## Start RAW RECORDS

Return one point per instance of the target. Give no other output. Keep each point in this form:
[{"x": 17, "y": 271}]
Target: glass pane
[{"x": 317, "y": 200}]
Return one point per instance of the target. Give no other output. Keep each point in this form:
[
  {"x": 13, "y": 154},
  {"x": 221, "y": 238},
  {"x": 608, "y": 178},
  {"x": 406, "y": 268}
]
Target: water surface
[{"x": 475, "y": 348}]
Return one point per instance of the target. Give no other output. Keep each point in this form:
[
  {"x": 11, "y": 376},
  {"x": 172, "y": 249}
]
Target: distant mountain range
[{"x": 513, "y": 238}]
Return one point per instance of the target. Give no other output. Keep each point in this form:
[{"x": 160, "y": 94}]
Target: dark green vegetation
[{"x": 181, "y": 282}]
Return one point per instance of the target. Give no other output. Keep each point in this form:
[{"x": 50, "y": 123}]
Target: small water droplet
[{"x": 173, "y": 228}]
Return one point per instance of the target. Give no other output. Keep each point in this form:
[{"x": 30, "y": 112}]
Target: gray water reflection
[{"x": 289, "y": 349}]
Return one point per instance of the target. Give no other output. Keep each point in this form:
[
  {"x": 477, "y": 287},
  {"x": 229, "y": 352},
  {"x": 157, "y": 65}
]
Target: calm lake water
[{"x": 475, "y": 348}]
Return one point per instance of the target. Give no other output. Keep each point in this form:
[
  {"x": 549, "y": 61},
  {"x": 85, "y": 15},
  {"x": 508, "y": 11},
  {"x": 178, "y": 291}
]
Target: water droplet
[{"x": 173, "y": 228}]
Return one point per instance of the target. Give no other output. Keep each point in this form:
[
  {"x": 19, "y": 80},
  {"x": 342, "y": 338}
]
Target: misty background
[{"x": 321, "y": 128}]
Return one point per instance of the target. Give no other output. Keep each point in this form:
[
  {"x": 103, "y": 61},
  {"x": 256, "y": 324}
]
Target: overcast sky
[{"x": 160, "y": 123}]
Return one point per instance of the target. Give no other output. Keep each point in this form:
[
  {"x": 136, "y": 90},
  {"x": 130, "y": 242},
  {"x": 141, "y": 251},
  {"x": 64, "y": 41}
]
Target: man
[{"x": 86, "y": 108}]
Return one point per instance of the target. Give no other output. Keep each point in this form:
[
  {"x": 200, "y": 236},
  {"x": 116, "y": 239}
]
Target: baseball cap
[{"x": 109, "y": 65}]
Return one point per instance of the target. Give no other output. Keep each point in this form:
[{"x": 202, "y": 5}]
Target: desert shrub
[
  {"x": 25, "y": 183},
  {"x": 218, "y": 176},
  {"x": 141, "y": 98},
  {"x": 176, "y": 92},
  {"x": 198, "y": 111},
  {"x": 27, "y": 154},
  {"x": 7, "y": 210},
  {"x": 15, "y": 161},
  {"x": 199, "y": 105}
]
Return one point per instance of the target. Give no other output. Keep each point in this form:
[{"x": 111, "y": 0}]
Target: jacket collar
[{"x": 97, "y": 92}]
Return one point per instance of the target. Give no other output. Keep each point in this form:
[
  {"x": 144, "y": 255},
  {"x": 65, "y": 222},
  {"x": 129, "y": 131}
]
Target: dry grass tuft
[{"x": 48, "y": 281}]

## End RAW RECORDS

● REQUIRED WORK: Please pull out every line of the items above that contains the string "droplet". Treat uppercase and lowercase letters as different.

● FINAL ANSWER:
Target: small water droplet
Target: water droplet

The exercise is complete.